* **Tasks**:
1. Write out the passage of the letter from "I don’t like" up to and including "on the internet.", word for word.
2. Rewrite the paragraph of the letter that begins "You moved in with us six years ago" in fewer words, keeping its main facts.

* **Selected passage**:
== Segment start ==

Dear Type 1,
How to start.
You moved in with us six years ago, I’d like to note that you have not paid a single penny towards the mortgage or even the food bills. In fact you have overall drastically reduced the household income, thanks to you I walked away from my career and have carved a living out of odds and sods – meaning I can work from home whilst also being a full time nurse – to you.
I don’t like you.
Not one bit.
But what I would give to have you running riot through my blood sugars rather than my child’s.
She was only six when you moved in.
She is now twelve.
And it is harder.
Because she should be thinking about school, boys, posting stupid pictures on the internet.
And she does.
But she also dedicates at least a third of the day to you.
You, who have done nothing to deserve that amount of time from anyone in this house.
She thinks about her blood sugars before she eats (which as a 12 year old is a million times a day), she considers you before she launches on the trampoline, she worries about you when school trips are upcoming, she worries people won’t see her because your great ugly swede is in the way.
She thinks far too much about you, and in turn so do I.
But how can we not?

== Segment end ==

Stored data:
== Segment start ==

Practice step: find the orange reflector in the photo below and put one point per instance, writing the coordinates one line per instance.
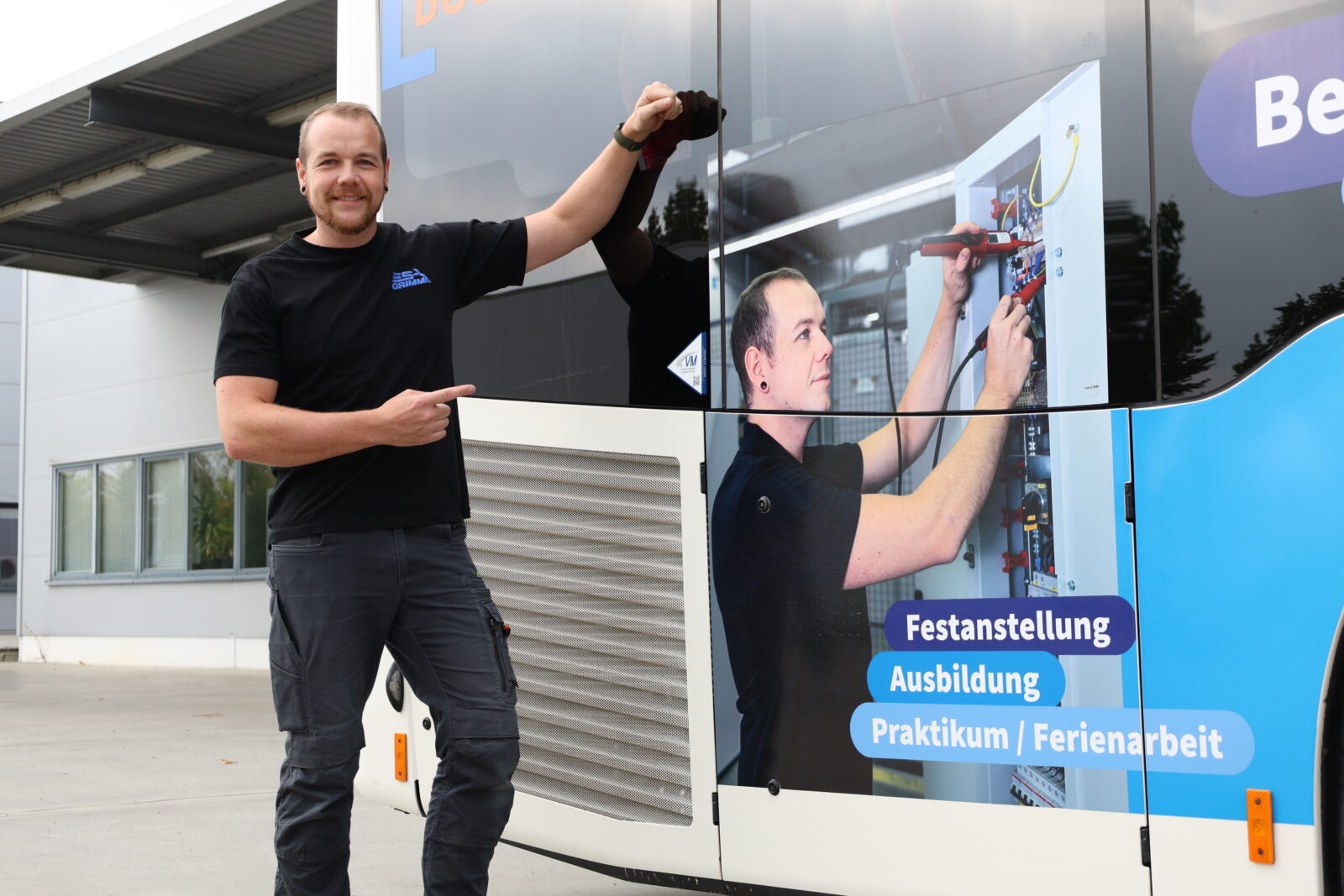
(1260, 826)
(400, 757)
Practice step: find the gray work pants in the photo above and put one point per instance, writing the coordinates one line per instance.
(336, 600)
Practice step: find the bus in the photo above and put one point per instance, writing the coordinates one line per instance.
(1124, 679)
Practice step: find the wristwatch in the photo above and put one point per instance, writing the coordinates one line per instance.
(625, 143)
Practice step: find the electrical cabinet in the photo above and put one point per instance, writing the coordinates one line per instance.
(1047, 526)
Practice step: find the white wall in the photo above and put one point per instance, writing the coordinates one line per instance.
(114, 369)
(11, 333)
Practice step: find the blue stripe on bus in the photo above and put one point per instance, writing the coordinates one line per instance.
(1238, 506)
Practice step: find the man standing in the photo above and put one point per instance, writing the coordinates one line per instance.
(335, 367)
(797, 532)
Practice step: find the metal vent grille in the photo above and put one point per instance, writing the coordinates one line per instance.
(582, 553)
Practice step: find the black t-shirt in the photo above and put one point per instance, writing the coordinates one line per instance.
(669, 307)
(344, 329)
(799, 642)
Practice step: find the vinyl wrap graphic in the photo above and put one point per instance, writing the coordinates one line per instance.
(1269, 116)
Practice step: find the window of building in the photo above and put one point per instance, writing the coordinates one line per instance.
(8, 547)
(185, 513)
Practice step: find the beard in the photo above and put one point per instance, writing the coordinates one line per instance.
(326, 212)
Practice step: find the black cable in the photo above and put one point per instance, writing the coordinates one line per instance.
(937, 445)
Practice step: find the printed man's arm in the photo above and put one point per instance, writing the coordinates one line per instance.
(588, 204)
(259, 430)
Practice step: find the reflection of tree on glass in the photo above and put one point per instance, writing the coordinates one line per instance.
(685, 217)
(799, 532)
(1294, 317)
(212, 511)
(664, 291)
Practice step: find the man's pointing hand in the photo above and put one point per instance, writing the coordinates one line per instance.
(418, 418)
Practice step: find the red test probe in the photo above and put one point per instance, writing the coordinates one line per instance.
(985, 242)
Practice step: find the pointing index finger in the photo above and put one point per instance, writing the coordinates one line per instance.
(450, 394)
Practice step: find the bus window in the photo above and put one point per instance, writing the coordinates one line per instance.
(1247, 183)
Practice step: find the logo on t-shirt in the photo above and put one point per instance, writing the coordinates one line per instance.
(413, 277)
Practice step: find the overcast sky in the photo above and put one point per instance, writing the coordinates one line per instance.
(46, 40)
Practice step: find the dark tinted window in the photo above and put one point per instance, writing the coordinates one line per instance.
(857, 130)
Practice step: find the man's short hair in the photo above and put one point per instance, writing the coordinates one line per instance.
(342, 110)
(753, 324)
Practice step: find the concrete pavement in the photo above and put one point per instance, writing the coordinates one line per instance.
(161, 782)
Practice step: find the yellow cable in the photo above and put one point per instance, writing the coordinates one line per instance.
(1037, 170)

== Segment end ==
== Segment start ==

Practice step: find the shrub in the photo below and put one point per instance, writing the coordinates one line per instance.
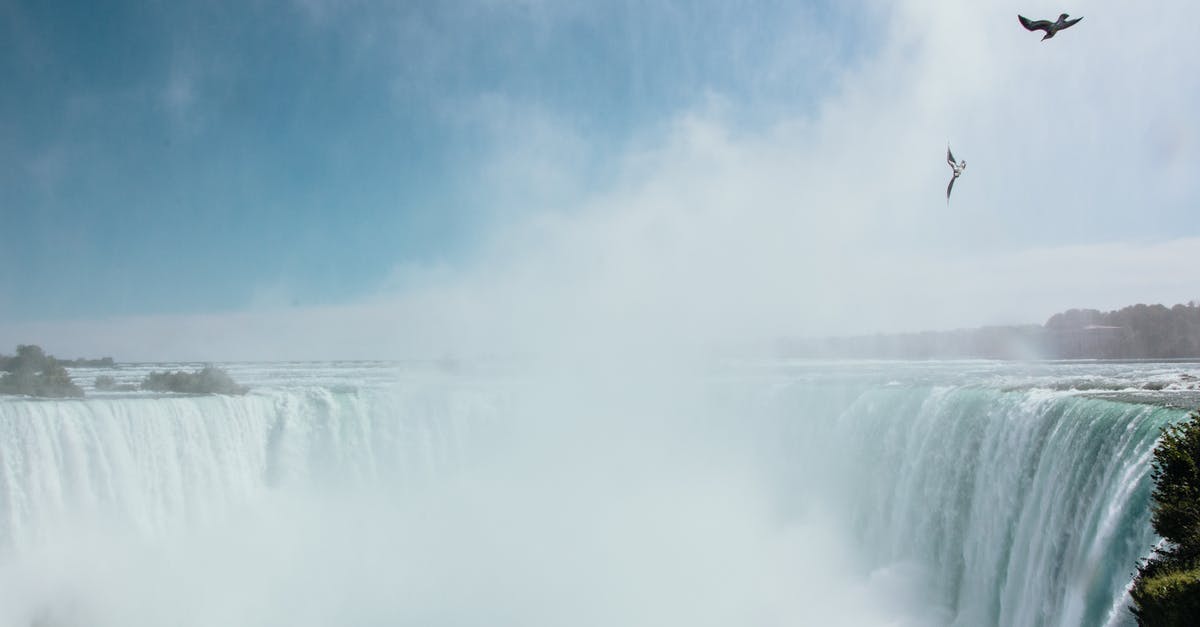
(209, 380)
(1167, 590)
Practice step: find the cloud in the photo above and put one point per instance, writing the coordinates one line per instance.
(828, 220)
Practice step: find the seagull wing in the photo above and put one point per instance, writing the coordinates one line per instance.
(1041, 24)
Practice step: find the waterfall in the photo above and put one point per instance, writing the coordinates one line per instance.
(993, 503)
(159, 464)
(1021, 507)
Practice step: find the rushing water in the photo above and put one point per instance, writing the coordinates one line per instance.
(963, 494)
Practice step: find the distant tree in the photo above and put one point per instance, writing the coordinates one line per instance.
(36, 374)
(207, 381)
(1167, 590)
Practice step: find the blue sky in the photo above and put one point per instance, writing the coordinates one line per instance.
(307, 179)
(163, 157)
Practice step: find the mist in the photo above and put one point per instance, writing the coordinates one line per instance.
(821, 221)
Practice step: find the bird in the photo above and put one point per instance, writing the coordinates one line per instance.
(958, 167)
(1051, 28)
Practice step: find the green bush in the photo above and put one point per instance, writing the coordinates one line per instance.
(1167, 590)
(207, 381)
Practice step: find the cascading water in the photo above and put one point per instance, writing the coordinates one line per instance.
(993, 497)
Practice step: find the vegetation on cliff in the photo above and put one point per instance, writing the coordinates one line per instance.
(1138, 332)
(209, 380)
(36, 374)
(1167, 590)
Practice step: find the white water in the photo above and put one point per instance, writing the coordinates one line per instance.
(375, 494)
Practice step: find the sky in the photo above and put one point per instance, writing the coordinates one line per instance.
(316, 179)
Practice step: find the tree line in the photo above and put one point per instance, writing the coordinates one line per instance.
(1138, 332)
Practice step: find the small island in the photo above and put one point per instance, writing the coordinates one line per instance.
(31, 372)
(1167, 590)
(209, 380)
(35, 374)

== Segment end ==

* **Solutions to the problems**:
1.
I don’t like you.
Not one bit.
But what I would give to have you running riot through my blood sugars rather than my child’s.
She was only six when you moved in.
She is now twelve.
And it is harder.
Because she should be thinking about school, boys, posting stupid pictures on the internet.

2. You moved in six years ago and haven't paid a penny toward the mortgage or the food bills. You've also cut our household income sharply: because of you, I left my career and now piece together a living from home while nursing you full time.